Directions:
Repeat the data below exactly, with every entry included.
*** Input data
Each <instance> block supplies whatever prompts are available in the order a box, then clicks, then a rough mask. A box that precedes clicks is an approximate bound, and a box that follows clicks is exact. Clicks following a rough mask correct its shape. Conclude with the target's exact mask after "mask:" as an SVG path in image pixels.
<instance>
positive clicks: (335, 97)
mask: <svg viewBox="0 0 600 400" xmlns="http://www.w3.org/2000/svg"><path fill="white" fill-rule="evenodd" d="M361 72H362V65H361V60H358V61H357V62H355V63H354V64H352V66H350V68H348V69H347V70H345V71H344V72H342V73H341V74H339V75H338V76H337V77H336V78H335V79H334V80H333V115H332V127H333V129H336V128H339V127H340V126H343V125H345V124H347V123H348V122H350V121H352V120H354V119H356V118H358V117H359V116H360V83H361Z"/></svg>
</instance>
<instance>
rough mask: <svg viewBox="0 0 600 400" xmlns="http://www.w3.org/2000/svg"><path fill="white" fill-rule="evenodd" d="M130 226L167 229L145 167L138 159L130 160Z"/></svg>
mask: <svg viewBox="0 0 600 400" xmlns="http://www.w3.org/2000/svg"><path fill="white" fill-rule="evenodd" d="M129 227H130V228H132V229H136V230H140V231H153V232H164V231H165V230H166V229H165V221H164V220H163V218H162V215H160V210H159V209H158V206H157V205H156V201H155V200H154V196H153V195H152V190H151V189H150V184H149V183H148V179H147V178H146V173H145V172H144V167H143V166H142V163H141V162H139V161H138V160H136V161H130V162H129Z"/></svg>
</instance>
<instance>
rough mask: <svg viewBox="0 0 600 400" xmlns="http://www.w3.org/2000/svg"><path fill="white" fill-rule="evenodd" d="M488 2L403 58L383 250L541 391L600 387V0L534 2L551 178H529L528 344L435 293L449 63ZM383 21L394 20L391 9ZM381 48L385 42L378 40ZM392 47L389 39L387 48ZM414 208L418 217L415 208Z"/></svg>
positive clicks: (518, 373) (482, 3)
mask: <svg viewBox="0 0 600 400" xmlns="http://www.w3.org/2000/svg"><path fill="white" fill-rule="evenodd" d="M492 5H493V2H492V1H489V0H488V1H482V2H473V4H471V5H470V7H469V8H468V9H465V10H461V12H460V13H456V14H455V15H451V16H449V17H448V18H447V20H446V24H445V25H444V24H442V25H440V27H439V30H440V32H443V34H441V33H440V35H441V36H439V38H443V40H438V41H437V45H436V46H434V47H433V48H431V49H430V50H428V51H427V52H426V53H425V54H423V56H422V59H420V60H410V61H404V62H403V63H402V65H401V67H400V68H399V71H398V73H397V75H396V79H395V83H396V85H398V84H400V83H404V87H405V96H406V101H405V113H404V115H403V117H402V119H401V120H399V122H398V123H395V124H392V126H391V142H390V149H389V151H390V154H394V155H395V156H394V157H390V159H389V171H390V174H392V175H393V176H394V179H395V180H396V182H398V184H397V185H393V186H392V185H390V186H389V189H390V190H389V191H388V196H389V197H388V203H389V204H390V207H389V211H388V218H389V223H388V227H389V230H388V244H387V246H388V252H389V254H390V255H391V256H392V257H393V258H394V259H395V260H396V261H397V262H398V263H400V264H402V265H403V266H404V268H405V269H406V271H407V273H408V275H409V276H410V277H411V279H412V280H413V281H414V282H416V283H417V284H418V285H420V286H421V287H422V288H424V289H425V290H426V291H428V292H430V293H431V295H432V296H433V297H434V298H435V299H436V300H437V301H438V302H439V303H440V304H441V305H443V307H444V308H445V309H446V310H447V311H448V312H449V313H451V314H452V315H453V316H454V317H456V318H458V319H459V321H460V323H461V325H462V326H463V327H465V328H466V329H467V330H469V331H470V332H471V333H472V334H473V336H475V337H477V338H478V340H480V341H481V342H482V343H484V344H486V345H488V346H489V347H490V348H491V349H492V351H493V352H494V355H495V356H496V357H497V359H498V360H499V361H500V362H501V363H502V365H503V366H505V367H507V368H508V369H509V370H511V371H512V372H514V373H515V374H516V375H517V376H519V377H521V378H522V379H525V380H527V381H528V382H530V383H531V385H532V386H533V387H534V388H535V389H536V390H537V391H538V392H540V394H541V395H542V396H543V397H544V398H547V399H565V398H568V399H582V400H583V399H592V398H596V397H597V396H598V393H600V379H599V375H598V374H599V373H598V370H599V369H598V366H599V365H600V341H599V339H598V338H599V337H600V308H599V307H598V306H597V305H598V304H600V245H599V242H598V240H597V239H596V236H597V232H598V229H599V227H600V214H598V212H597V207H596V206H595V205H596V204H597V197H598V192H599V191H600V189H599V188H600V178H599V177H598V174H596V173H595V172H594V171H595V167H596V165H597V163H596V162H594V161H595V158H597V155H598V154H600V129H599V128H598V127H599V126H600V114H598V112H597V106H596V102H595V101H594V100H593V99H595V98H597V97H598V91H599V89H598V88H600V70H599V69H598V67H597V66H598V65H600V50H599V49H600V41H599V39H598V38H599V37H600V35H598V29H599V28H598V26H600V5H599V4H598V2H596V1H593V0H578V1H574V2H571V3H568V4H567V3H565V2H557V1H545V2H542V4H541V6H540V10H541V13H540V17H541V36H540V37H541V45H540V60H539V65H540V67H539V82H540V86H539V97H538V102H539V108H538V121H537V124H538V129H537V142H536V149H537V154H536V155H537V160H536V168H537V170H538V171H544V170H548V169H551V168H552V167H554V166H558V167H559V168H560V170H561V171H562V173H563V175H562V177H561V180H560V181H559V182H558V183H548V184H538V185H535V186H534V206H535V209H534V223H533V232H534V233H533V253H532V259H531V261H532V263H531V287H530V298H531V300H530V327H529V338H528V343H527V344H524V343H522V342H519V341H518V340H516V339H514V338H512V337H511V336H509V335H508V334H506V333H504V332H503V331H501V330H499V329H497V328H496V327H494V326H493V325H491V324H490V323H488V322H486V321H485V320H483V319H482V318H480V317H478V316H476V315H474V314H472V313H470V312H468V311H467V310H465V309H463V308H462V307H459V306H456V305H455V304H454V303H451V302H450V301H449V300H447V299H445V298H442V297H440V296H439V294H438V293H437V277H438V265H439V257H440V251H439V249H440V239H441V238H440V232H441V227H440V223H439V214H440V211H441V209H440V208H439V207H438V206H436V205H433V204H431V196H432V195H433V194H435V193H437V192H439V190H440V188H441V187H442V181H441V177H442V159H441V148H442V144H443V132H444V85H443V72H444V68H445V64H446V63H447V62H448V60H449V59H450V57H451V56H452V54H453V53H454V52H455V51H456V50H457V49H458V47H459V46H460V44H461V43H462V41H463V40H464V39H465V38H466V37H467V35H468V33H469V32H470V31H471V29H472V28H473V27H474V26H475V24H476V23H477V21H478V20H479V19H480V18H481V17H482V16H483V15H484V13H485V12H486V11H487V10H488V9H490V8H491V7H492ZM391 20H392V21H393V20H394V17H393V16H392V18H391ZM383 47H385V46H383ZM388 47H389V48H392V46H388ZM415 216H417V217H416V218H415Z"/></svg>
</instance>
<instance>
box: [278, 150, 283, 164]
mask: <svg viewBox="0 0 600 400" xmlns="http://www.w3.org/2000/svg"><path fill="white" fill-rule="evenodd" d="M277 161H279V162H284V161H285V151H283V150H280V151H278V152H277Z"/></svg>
******
Written answer:
Each <instance> block supplies whatever prompts are available in the order a box, then clicks, then a rough mask. A box that precedes clicks is an approximate bound, and a box that follows clicks is exact. Clicks following a rough mask correct its shape. Conclude with the target's exact mask after "mask:" as an SVG path in image pixels.
<instance>
positive clicks: (335, 97)
mask: <svg viewBox="0 0 600 400" xmlns="http://www.w3.org/2000/svg"><path fill="white" fill-rule="evenodd" d="M361 72H362V65H361V60H358V61H357V62H355V63H354V64H352V66H350V68H348V69H347V70H345V71H344V72H342V73H341V74H339V75H338V76H337V77H336V78H335V79H334V80H333V115H332V127H333V129H336V128H339V127H340V126H343V125H345V124H347V123H348V122H350V121H352V120H354V119H356V118H358V117H359V116H360V83H361Z"/></svg>
</instance>
<instance>
rough mask: <svg viewBox="0 0 600 400" xmlns="http://www.w3.org/2000/svg"><path fill="white" fill-rule="evenodd" d="M130 226L167 229L145 167L138 159L130 160Z"/></svg>
mask: <svg viewBox="0 0 600 400" xmlns="http://www.w3.org/2000/svg"><path fill="white" fill-rule="evenodd" d="M129 227H130V228H132V229H136V230H140V231H153V232H164V231H165V230H166V229H165V221H164V220H163V218H162V215H160V210H159V209H158V206H157V205H156V201H155V200H154V196H153V195H152V190H151V189H150V184H149V183H148V179H147V178H146V173H145V172H144V167H143V166H142V163H141V162H139V161H138V160H136V161H130V162H129Z"/></svg>
</instance>
<instance>
rough mask: <svg viewBox="0 0 600 400" xmlns="http://www.w3.org/2000/svg"><path fill="white" fill-rule="evenodd" d="M488 2L403 58L383 250L541 391L600 387V0L534 2L551 178H529L528 344L435 293L449 63ZM383 21L394 20L391 9ZM381 48L385 42L378 40ZM392 47L389 39L387 48ZM414 208L418 217L415 208Z"/></svg>
positive clicks: (518, 373) (482, 3)
mask: <svg viewBox="0 0 600 400" xmlns="http://www.w3.org/2000/svg"><path fill="white" fill-rule="evenodd" d="M492 5H493V2H492V1H489V0H488V1H482V2H473V4H471V5H470V7H469V8H468V9H465V10H461V12H460V13H456V14H455V15H451V16H449V17H448V18H447V20H446V24H445V25H444V24H442V25H440V27H439V30H440V32H443V34H441V33H440V35H441V36H439V38H443V40H438V41H437V45H436V46H434V47H433V48H431V49H430V50H428V51H427V52H426V53H425V54H423V56H422V59H420V60H410V61H404V62H403V63H402V65H401V67H400V68H399V71H398V73H397V75H396V79H395V83H396V85H398V84H400V83H404V87H405V96H406V101H405V113H404V115H403V117H402V119H401V120H399V122H398V123H395V124H392V126H391V142H390V149H389V151H390V154H394V155H395V156H394V157H390V159H389V171H390V174H392V175H393V176H394V179H395V180H396V182H398V184H397V185H393V186H392V185H390V186H389V189H390V190H389V191H388V196H389V197H388V203H389V204H390V207H389V211H388V218H389V223H388V227H389V230H388V244H387V246H388V252H389V254H390V255H391V256H392V257H393V258H394V259H395V260H396V261H397V262H398V263H400V264H402V265H403V266H404V268H405V269H406V271H407V273H408V275H409V276H410V277H411V279H412V280H413V281H414V282H416V283H417V284H418V285H420V286H421V287H422V288H424V289H425V290H426V291H428V292H430V293H431V295H432V296H433V297H434V298H435V299H436V300H437V301H438V302H439V303H440V304H441V305H443V307H444V308H445V309H446V310H447V311H448V312H449V313H451V314H452V315H453V316H454V317H456V318H458V319H459V321H460V323H461V325H462V326H463V327H465V328H466V329H467V330H469V331H470V332H471V333H472V334H473V336H475V337H477V338H478V340H480V341H481V342H482V343H484V344H486V345H488V346H489V347H490V348H491V349H492V351H493V352H494V355H495V356H496V357H497V359H498V360H499V361H500V362H501V363H502V365H503V366H505V367H507V368H508V369H509V370H511V371H512V372H514V373H515V374H516V375H517V376H519V377H521V378H522V379H525V380H527V381H528V382H530V383H531V385H532V386H533V387H534V388H535V389H536V390H537V391H538V392H540V394H541V395H542V396H543V397H544V398H547V399H565V398H568V399H582V400H583V399H592V398H596V397H597V396H598V393H600V379H599V375H598V374H599V373H598V370H599V369H598V366H599V365H600V341H599V339H598V338H599V337H600V308H599V307H598V306H597V305H598V304H600V245H599V242H598V240H597V239H596V236H597V232H598V229H599V227H600V214H598V212H597V207H596V206H595V205H596V204H597V197H598V192H599V191H600V189H599V188H600V178H599V177H598V174H596V173H595V172H594V171H595V167H596V165H597V163H596V162H594V161H595V158H597V155H598V154H600V129H599V128H598V127H599V126H600V114H598V112H597V106H596V102H595V101H594V100H593V99H595V98H597V97H598V91H599V89H598V88H600V70H599V69H598V67H597V66H598V65H600V50H599V49H600V41H599V39H598V38H599V37H600V35H598V29H599V28H598V26H600V5H599V4H598V2H596V1H593V0H578V1H574V2H571V3H568V4H567V3H565V2H557V1H545V2H542V4H541V6H540V10H541V13H540V17H541V36H540V37H541V45H540V60H539V65H540V67H539V82H540V86H539V97H538V102H539V108H538V121H537V124H538V129H537V142H536V149H537V154H536V155H537V160H536V168H537V170H538V171H544V170H548V169H551V168H552V167H554V166H558V167H559V168H560V170H561V171H562V173H563V175H562V177H561V180H560V181H559V182H558V183H548V184H538V185H535V186H534V206H535V209H534V223H533V232H534V233H533V253H532V259H531V261H532V263H531V287H530V298H531V300H530V327H529V338H528V343H527V344H524V343H522V342H519V341H518V340H516V339H514V338H512V337H511V336H509V335H508V334H506V333H504V332H503V331H501V330H499V329H497V328H496V327H494V326H493V325H491V324H490V323H488V322H486V321H485V320H483V319H482V318H480V317H478V316H476V315H474V314H472V313H470V312H468V311H467V310H465V309H463V308H462V307H459V306H456V305H455V304H454V303H451V302H450V301H449V300H447V299H445V298H442V297H440V296H439V294H438V293H437V277H438V265H439V257H440V251H439V249H440V239H441V238H440V232H441V227H440V223H439V214H440V211H441V209H440V208H439V207H438V206H436V205H433V204H431V196H432V195H433V194H435V193H437V192H439V190H440V188H441V187H442V181H441V177H442V159H441V148H442V144H443V132H444V85H443V72H444V68H445V64H446V63H447V62H448V60H449V59H450V57H451V56H452V54H453V53H454V52H455V51H456V50H457V49H458V47H459V46H460V44H461V43H462V41H463V40H464V39H465V38H466V37H467V35H468V33H469V32H470V31H471V29H472V28H473V27H474V26H475V24H476V23H477V21H478V20H479V19H480V18H481V17H482V16H483V15H484V13H485V12H486V11H487V10H488V9H490V8H491V7H492ZM391 20H392V21H393V20H394V17H393V16H392V18H391ZM383 47H385V46H383ZM388 47H389V48H392V46H388ZM415 216H417V217H416V218H415Z"/></svg>
</instance>
<instance>
box: [278, 150, 283, 164]
mask: <svg viewBox="0 0 600 400" xmlns="http://www.w3.org/2000/svg"><path fill="white" fill-rule="evenodd" d="M277 161H279V162H284V161H285V151H283V150H280V151H278V152H277Z"/></svg>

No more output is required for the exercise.